──────── Document text ────────

Every now and then cultural appropriation raises a mention in the mainstream media and everyone goes berserk. More often than not it’s raised by a concerned person of colour pointing out a dubious advertisement or public figure who, knowingly or otherwise, manages to cheapen and misrepresent someone else’s cultural heritage for their own advantage. More often than not, the most powerful voices in the mainstream media dismiss it as ‘political correctness gone mad’ or ‘hypersensitivity’. The cultural appropriation narrative has somehow been consigned to the margins. And so, the protests of the very people most damaged by cultural appropriation are silenced and told their voices are irrelevant.
On May 15th, St Paul’s college held a party called Soiree on the Silk Road—featuring vaguely central Asian dancers, dress and a live camel, for their annual Jazz Dinner Dance. This was followed on May 27th by another event called Full Moon Party, whose Facebook invitation read: “I was sitting on the train this morning opposite a really sexy Thai lady. I thought to myself, ‘Please don’t get an erection. Please don’t get an erection.’ But she did.” On May 28th, Women’s college held a formal called ‘Sakura Matsuri’. “Inspired by the cherry blossom festivals held across Japan each spring,” the Facebook event read, “this event promises more pink decadence than the opening credits of Legally Blonde.”

────────

Requirement 1
In the text on cultural appropriation, what was the name of the formal that Women's college held on May 28th?
Requirement 2
Reproduce word for word the part of the cultural appropriation text that opens with the words containing "Every now and" and closes with "voices are irrelevant.".

──────── Input data ────────

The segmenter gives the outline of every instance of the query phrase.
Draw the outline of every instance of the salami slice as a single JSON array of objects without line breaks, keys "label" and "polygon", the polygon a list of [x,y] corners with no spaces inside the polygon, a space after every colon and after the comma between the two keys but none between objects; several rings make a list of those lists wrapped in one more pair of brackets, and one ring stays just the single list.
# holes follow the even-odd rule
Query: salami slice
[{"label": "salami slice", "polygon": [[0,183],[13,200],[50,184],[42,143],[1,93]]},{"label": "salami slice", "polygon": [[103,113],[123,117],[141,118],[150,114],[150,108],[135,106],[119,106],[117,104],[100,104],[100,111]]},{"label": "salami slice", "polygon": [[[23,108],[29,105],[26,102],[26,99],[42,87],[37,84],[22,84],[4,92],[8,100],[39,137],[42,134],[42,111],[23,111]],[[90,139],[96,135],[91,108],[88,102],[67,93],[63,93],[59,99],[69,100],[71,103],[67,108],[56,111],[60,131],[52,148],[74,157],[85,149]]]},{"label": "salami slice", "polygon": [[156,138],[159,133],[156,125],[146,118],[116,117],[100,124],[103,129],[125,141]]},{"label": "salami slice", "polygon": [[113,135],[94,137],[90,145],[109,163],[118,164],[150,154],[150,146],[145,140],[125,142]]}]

────────

Answer box 1
Sakura Matsuri

Answer box 2
Every now and then cultural appropriation raises a mention in the mainstream media and everyone goes berserk. More often than not it’s raised by a concerned person of colour pointing out a dubious advertisement or public figure who, knowingly or otherwise, manages to cheapen and misrepresent someone else’s cultural heritage for their own advantage. More often than not, the most powerful voices in the mainstream media dismiss it as ‘political correctness gone mad’ or ‘hypersensitivity’. The cultural appropriation narrative has somehow been consigned to the margins. And so, the protests of the very people most damaged by cultural appropriation are silenced and told their voices are irrelevant.